*Aim:*
Reproduce the records below word for word, leaving out the pictures.

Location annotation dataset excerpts
※ ※ ※
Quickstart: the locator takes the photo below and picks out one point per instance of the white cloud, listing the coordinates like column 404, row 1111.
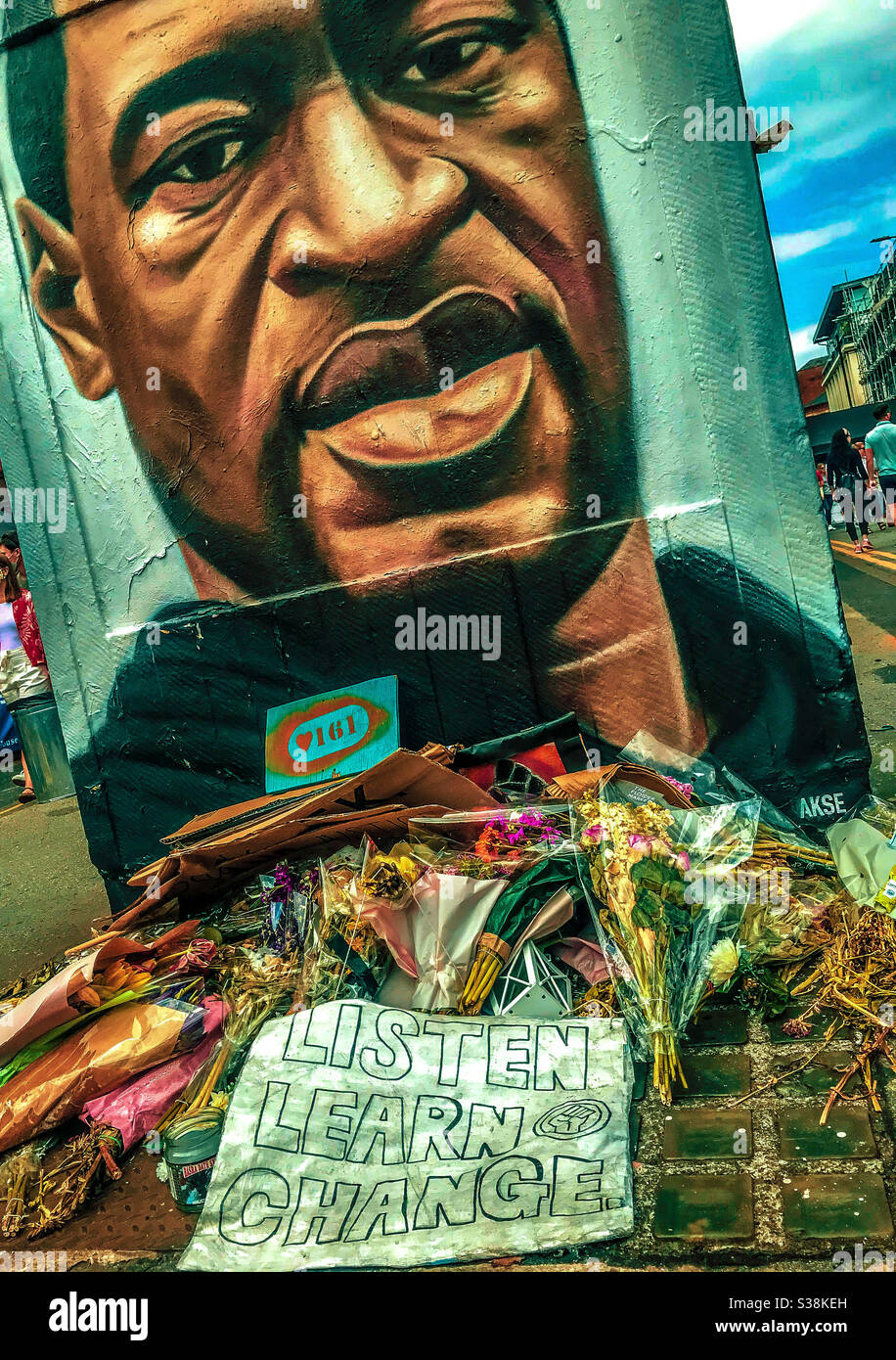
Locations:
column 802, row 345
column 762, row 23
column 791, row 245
※ ※ ※
*Response for this exercise:*
Quickstart: the locator takes the photo below and picks out one point per instance of the white cloud, listing the coordinates like column 404, row 1111.
Locations:
column 802, row 345
column 762, row 23
column 791, row 245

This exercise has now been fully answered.